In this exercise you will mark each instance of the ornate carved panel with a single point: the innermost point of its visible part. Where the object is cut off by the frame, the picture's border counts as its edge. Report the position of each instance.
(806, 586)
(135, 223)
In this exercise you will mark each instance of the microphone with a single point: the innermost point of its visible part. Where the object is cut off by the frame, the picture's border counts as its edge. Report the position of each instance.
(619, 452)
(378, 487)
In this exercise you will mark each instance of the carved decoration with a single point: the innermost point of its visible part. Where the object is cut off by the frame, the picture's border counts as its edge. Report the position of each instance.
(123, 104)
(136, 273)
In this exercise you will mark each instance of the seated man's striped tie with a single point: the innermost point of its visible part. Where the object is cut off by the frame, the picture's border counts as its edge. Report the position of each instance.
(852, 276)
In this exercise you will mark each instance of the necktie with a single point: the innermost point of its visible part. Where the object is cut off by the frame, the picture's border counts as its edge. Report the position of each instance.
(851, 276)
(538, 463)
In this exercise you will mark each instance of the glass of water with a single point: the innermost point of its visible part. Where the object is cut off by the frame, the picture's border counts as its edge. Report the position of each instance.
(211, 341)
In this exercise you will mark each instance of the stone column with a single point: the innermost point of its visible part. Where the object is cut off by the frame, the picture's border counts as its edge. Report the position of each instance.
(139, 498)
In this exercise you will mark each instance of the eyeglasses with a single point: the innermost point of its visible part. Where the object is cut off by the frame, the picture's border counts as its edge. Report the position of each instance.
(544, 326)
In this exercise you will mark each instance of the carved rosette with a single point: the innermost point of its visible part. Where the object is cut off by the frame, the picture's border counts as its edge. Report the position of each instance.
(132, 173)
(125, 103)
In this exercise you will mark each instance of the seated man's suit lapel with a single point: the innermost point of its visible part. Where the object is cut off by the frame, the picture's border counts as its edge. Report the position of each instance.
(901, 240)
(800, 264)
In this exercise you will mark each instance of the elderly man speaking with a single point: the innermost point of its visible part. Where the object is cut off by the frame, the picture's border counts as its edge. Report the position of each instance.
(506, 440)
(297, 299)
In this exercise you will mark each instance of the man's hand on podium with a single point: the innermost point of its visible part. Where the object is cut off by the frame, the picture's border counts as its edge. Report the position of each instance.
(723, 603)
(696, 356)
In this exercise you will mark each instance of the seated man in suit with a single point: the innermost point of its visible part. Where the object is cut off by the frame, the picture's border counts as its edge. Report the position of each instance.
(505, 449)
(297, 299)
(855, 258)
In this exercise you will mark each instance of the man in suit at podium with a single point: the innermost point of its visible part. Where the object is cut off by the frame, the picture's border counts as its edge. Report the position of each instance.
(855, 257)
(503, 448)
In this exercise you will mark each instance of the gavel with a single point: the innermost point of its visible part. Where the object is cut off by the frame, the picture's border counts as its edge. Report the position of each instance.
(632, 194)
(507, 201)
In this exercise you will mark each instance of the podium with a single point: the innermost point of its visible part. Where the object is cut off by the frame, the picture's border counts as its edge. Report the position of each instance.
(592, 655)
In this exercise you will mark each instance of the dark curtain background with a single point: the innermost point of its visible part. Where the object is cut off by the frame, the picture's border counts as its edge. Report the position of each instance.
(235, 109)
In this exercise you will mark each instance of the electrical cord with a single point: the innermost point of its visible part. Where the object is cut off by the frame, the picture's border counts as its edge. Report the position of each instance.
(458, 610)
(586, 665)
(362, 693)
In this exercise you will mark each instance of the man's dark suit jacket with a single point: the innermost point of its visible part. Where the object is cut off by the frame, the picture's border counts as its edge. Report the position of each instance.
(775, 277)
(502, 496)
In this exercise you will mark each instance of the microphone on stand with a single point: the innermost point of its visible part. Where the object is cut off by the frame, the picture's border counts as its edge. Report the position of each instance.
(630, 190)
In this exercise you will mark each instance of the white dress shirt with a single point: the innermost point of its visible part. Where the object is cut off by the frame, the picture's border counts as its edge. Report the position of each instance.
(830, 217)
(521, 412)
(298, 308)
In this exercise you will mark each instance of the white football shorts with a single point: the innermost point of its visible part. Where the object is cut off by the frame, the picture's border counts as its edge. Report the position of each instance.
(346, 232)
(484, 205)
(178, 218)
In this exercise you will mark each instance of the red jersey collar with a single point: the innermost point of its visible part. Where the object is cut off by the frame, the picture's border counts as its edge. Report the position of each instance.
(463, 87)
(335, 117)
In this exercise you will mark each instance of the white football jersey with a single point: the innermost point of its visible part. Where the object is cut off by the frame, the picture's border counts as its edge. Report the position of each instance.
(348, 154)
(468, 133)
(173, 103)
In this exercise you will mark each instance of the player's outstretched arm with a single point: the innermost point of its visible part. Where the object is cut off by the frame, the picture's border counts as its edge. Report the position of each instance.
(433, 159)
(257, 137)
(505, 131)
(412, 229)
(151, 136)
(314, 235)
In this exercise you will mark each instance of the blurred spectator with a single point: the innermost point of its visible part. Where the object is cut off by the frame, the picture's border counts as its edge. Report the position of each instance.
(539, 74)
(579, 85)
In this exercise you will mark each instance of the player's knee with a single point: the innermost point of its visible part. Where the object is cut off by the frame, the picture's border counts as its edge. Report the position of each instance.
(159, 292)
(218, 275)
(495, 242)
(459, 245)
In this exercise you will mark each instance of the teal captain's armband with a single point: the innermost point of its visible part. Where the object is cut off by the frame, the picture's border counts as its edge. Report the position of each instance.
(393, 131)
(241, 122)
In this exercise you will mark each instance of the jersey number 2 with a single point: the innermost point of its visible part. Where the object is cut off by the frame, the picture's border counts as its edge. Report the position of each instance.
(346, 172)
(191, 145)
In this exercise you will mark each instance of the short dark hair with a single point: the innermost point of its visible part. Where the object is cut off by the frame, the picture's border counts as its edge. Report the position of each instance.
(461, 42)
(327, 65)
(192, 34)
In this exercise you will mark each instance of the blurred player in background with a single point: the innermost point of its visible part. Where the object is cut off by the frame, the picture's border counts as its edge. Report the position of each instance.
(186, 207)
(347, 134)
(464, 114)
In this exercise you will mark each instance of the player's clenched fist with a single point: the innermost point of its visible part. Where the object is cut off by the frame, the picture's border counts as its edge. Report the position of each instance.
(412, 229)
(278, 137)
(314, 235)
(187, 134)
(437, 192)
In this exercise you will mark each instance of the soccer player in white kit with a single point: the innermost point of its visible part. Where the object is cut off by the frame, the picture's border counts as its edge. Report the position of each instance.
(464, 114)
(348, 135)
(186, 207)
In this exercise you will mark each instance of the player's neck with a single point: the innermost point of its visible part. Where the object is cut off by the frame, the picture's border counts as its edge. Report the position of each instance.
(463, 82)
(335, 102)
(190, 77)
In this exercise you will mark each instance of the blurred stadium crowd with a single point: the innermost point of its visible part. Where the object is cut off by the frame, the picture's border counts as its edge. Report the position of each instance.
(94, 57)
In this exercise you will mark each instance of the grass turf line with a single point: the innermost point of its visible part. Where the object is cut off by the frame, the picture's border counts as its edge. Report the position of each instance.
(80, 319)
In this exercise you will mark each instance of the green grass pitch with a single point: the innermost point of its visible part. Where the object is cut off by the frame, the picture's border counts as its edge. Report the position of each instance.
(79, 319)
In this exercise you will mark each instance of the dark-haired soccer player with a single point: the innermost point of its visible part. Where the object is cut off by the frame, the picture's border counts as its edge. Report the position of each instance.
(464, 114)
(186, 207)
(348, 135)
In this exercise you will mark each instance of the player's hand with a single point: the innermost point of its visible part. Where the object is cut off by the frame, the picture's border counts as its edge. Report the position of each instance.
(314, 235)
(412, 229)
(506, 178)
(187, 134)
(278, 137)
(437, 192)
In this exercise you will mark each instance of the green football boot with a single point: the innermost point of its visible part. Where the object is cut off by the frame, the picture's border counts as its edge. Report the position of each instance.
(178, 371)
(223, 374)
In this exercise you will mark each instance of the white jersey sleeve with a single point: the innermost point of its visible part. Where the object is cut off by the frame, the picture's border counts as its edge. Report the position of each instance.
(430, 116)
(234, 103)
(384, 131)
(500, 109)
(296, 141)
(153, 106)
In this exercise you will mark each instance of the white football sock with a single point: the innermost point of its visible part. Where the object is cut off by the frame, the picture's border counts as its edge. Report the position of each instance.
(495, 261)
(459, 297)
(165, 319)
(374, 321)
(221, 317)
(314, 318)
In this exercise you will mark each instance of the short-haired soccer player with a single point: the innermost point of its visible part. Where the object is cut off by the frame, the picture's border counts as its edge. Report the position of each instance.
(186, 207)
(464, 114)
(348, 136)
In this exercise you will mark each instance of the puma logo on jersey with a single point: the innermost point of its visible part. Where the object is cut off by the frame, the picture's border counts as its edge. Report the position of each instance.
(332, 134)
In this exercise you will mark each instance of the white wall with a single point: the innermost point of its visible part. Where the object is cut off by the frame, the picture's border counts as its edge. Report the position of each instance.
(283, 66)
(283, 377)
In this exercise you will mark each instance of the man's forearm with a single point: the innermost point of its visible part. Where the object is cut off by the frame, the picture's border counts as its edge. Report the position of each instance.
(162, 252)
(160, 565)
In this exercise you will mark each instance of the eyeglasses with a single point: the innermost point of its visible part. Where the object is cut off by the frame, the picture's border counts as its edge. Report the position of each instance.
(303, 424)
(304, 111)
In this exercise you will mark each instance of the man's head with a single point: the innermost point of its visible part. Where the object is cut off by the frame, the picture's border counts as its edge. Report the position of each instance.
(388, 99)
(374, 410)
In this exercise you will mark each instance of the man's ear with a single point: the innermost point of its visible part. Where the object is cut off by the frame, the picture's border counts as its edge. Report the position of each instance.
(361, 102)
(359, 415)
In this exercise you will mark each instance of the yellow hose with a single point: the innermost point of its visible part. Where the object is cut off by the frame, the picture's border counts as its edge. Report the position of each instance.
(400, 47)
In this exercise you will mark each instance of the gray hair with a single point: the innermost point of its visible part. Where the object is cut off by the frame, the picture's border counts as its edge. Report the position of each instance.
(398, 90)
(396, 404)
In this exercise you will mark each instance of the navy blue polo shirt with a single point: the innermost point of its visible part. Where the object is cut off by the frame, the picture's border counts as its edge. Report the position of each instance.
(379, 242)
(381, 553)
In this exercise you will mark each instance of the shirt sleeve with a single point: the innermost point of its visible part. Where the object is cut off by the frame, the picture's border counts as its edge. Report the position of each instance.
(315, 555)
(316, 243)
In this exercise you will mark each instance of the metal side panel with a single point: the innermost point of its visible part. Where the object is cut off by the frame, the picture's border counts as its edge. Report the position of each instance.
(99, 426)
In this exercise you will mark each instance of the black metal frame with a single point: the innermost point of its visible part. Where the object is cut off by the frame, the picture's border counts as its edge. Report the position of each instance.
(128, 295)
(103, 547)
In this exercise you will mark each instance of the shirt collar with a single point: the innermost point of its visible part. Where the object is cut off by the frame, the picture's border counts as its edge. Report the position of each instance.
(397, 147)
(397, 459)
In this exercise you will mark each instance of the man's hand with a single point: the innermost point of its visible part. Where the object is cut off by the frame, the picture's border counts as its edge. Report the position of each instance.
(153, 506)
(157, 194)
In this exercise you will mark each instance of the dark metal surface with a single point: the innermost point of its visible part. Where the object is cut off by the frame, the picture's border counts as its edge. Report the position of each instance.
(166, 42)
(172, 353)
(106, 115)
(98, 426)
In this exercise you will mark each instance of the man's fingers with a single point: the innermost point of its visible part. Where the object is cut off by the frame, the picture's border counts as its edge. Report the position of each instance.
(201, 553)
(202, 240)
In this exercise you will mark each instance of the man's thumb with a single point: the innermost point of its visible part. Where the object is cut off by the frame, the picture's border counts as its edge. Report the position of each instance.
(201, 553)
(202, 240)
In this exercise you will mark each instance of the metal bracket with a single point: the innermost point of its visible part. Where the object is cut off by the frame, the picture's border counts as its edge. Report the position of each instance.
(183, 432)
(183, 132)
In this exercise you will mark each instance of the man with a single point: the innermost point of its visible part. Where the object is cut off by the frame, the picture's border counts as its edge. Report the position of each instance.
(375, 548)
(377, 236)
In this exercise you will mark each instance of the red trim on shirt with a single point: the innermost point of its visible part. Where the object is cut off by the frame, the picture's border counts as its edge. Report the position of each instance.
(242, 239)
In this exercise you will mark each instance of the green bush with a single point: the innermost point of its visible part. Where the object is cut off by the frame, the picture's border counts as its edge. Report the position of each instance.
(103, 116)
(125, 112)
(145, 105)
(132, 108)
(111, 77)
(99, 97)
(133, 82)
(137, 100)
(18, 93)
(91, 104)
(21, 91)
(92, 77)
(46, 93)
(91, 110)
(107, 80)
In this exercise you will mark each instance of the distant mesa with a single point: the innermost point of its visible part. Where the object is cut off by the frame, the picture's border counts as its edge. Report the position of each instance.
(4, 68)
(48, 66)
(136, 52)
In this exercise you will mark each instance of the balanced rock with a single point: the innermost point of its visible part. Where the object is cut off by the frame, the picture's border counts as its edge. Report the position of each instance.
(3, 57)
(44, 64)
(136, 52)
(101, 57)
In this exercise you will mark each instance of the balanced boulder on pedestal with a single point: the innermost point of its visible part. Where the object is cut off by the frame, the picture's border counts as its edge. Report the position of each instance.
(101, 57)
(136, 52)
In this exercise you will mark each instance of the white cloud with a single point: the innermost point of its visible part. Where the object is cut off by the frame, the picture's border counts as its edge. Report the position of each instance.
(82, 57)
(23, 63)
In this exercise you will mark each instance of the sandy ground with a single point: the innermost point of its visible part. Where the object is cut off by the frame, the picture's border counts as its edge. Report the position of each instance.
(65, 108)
--
After locating the line with "the white cloud", please repeat it and every line after it exactly, through the end of the data above.

In this exercise you will mark each instance of the white cloud with a single point: the innermost point of its visible part. Where the object is cut off by the frame, the picture's border counts as its edge. Report the position of each instance.
(82, 57)
(23, 63)
In this exercise you will mark each instance of the sandy ground with a single point: the innermost point of its visible part. Where the object is cut off by the frame, the picture's border counts as its edge. Report the position of each instance.
(65, 108)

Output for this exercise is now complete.